### Directive
Reproduce all the lines of the material, switching "dock" to "pier" wherever it occurs and leaving everything else unchanged.

** begin Given records **

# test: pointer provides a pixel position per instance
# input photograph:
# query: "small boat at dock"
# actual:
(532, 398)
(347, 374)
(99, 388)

** end Given records **

### Response to the exercise
# test: pointer provides a pixel position per instance
# input photograph:
# query: "small boat at pier"
# actual:
(532, 398)
(347, 374)
(99, 388)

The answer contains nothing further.